▶ _Text block_

First, I'd focus on the grandmother's medicines. Since the daughter already agrees with you that the new medication seems to have altered her mood, this is a good place to start. Are you comfortable encouraging the daughter to talk to the grandmother's doctor about the effects of the new medicine? If she works all day, you might even offer to take Grandma to the doctor yourself, so that you can share what you've observed about the changes in her mood and behavior. You should also make sure the grandmother can still swallow easily. If not, there are therapies that can help with swallowing, and the doctor can advise on those.

In terms of getting the grandmother to take her medicine, the most important thing is to keep that time of day consistent, pleasant, and nonconfrontational. I'd also suggest that the same person administer the pills each day. Ideally, the grandmother will willingly pick up the pill and swallow it, rather than having it forced on her, but her mood may fluctuate, so you have to be prepared with alternate plans.

You might suggest ways to deliver the pills that are easier to swallow, so to speak. When my mother had Alzheimer's, she would drink a shake that contained liquid vitamins, and that was one less thing for us to fight about.

Since you've already registered the granddaughter's threats with the daughter, you could now try educating the young woman about Alzheimer's in some subtle, nonthreatening ways. Here are a few suggestions:

  • Encourage the daughter or granddaughter to contact the local Alzheimer's chapter or a care-giving organization that offers workshops or support groups. Or go online and get some information that you can share with them or leave around the house. That could help both of them understand more about the disease and how best to care for someone with it.
  • Let the granddaughter know that, as a young person, she has much to offer her grandmother, but that you also sympathize with how difficult this is for someone her age to go through. If she's receptive to talking about it with you, suggest she visit Caring.com’s Alzheimer’s support groups or the Alzheimer's Association's online caregiver boards -- there are other granddaughters and grandsons who talk about the unique challenges of care giving when you are young. She'll see that she's not alone.
  • Subtly offer hints as to what her grandmother likes or responds to. Focus on the positive, because if the granddaughter starts to feel defensive, she may close down or even pressure her mother or other family members involved in the decision making to seek a less "aggressive" caregiver. If this happens, you may lose your job, and the family may end up with someone who doesn't look out for the grandmother's best interests, as you do.
  • Let the granddaughter know that care giving for someone with Alzheimer's can be extremely frustrating and difficult at any age, and that you're there to help. If she is threatening to send the grandmother away out of sheer frustration, she may feel relieved to hand off some more of the burden to you.

Other than that, the best thing you can do is to quietly teach by example. Take care of the grandmother as consistently as you can. Realize there are days that the granddaughter or others may throw you off your routine, and that it may take a while to get things back on track. Your ideas of playing music and finding other mood lifters for Grandma will help lift everyone's mood and educate them -- and it's a great example of how to influence the situation without being preachy or judgmental.

This family needs your wisdom and watchful eye. The granddaughter is young and she doesn't have the experience or education you have acquired. Her exuberance, youth, and connections to the outside world can ultimately add a nice dimension to the grandmother's care, but she needs to learn how to communicate with her. She may also be torn about her loyalty to her family and her desire to move on with her own life. Her mother is older and more mature, and she will grow to respect your opinion and input, if she doesn't already. Once these two women see you as part of the team, they'll begin to view each person's contribution as necessary and unique. That will not only create a more caring atmosphere -- it will make your job easier and more rewarding.

▶ _Task prompt_
According to the caregiving advice, what did the writer's mother drink when she had Alzheimer's? The records after this point are separate material and have no connection to the caregiving advice.

▶ _Data under study_
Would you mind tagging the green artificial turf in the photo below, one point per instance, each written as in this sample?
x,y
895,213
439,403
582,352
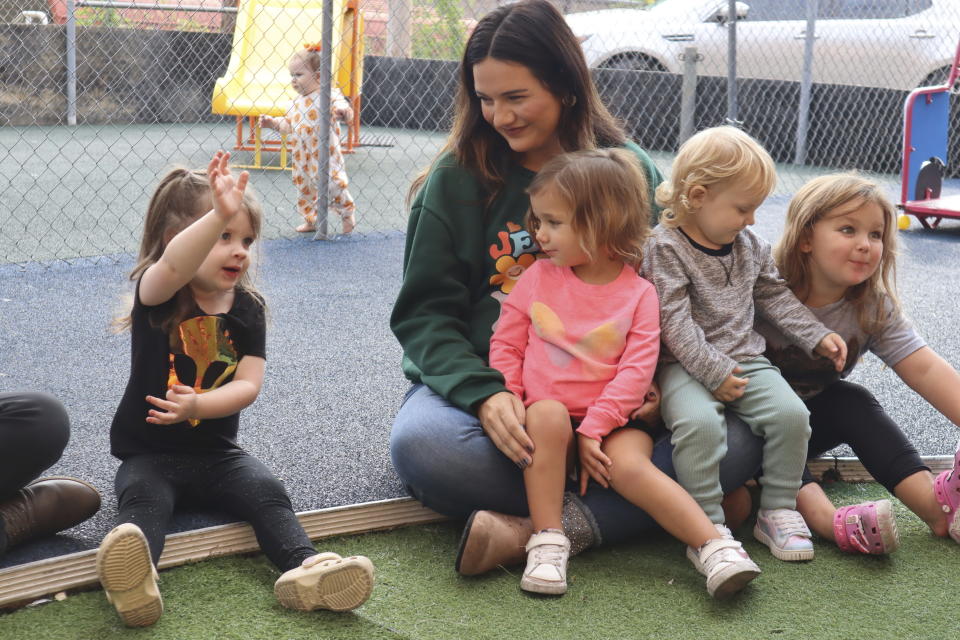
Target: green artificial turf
x,y
641,590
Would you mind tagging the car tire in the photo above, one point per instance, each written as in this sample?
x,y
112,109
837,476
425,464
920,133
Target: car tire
x,y
633,62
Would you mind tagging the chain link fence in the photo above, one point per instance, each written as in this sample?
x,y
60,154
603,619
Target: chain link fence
x,y
95,108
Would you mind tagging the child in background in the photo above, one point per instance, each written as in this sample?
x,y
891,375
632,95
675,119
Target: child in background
x,y
711,274
838,255
577,343
198,338
302,123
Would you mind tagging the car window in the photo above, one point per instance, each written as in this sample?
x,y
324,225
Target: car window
x,y
776,10
872,9
835,9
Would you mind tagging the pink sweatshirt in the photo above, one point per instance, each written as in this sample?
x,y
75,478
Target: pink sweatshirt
x,y
592,347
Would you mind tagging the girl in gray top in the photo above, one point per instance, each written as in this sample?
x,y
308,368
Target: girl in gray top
x,y
837,255
712,274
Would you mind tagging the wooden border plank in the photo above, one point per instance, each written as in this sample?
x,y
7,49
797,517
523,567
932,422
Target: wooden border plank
x,y
36,579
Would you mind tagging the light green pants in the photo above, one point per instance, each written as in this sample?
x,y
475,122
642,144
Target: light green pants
x,y
699,434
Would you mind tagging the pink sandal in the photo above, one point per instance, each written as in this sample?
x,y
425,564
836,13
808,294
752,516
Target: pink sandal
x,y
866,528
946,487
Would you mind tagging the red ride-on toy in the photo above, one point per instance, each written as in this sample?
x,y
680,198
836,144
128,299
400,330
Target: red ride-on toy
x,y
926,121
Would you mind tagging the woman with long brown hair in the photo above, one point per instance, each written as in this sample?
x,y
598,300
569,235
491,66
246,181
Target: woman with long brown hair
x,y
525,95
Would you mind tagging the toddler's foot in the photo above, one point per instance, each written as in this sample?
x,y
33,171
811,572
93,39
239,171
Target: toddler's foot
x,y
725,563
785,532
866,528
128,576
946,487
326,581
547,554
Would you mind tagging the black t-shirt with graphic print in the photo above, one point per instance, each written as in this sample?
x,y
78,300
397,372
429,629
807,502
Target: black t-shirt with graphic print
x,y
209,347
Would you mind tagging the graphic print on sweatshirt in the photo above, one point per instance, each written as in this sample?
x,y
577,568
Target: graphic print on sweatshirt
x,y
513,253
593,350
205,358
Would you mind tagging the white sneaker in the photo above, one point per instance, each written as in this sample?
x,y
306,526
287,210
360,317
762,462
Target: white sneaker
x,y
693,555
727,566
547,554
785,532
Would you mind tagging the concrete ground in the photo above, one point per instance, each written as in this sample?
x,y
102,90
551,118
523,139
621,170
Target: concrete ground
x,y
333,381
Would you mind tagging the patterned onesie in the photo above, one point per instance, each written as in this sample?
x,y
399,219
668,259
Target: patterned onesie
x,y
302,123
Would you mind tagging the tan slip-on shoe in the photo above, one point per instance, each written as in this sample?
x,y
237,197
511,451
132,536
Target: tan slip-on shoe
x,y
492,539
337,584
128,576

▶ _Answer section_
A shake that contained liquid vitamins.